§ **Text passage**
↓

You are viewing a plain text version of this content. The canonical link for it is here.
Posted to issues@lucene.apache.org by "Mark Robert Miller (Jira)" <ji...@apache.org> on 2020/11/10 14:28:00 UTC

[jira] [Comment Edited] (SOLR-14927) Remove Overseer

    [ https://issues.apache.org/jira/browse/SOLR-14927?page=com.atlassian.jira.plugin.system.issuetabpanels:comment-tabpanel&focusedCommentId=17229252#comment-17229252 ] 

Mark Robert Miller edited comment on SOLR-14927 at 11/10/20, 2:27 PM:
----------------------------------------------------------------------

It’s the bad impl that limits the overseer (due to tech debt and variety of reasons), not the design. You are right that the zookeeper already owns the state, and that is why our overseer is so silly. The solution is not to embrace zk more, that’s actually the non scalable solution. The Overseer actually has the advantage for state updates, the cas approach with zk as the state owner is actually the non scalable approach. The disadvantage is actually what’s stated as the advantage. Zookeeper owning the state, state updates are not scalable.

The approach will not compete well with ab overseer approach in multiple areas, including cluster scalability. 


was (Author: markrmiller):
It’s the bad impl (due to tech debt and variety of reasons), not the design. You are right that the zookeeper already owns the state, and that is why our overseer is so silly. The solution is not to embrace zk more, that’s actually the non scalable solution. The Overseer actually has the advantage for state updates, the cas approach with zk as the state owner is actually the non scalable approach. The disadvantage is actually what’s stated as the advantage. Zookeeper owning the state, state updates are not scalable.

The approach will not compete well with ab overseer approach in multiple areas, including cluster scalability. 

> Remove Overseer
> ---------------
>
>                 Key: SOLR-14927
>                 URL: https://issues.apache.org/jira/browse/SOLR-14927
>             Project: Solr
>          Issue Type: Improvement
>      Security Level: Public(Default Security Level. Issues are Public) 
>          Components: SolrCloud
>            Reporter: Ilan Ginzburg
>            Assignee: Ilan Ginzburg
>            Priority: Major
>              Labels: cluster, collection-api, overseer, solrcloud, zookeeper
>
> This Jira is intended to capture sub jiras on the path to remove the Overseer component from SolrCloud and move to all nodes being able to do the work currently done by Overseer.

↑

§ **Data block**
↓

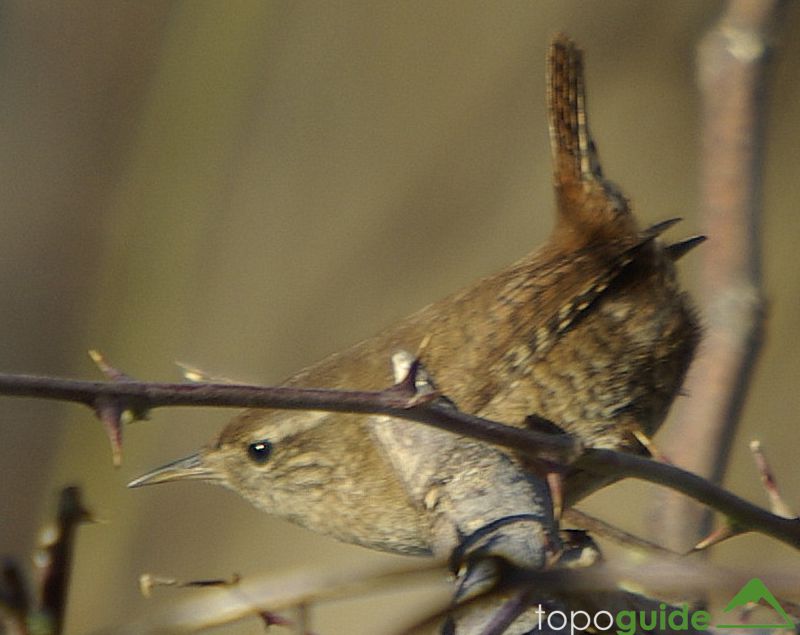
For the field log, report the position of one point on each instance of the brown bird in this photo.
(590, 331)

↑

§ **Task instructions**
Write the next part of the Jira post on removing the Overseer, picking up after its last sentence. The lines above have no role here.

§ **Solved problem**
> See detailed description in [this doc|https://docs.google.com/document/d/1u4QHsIHuIxlglIW6hekYlXGNOP0HjLGVX5N6inkj6Ok/].
> Copying (edited) from the above doc:
> The motivation for removing Overseer include:
>  * Mono threaded state change is slow and doesn’t scale,
>  * Communication between cluster nodes and the Overseer use Zookeeper as a queueing mechanism, this is not a good idea,
>  * Nodes talking to Overseer (then Overseer talking to itself) via Zookeeper is inefficient and adds latency,
>  * Collection API scalability is poor, because not only a single node processes commands for all Collections, but it also depends on the mono threaded state change queue consumption,
>  * The code supporting Overseer in SolrCloud is complex (election, queue management, recovery etc).
> The general idea is that there’s already a central point in the SolrCloud cluster and it’s Zookeeper. It might not be necessary to have a second central point (Overseer) because nodes can interact directly with Zookeeper and synchronize more efficiently by optimistic locking using “conditional updates” (a.k.a compare and swap or CAS).
>  



--
This message was sent by Atlassian Jira
(v8.3.4#803005)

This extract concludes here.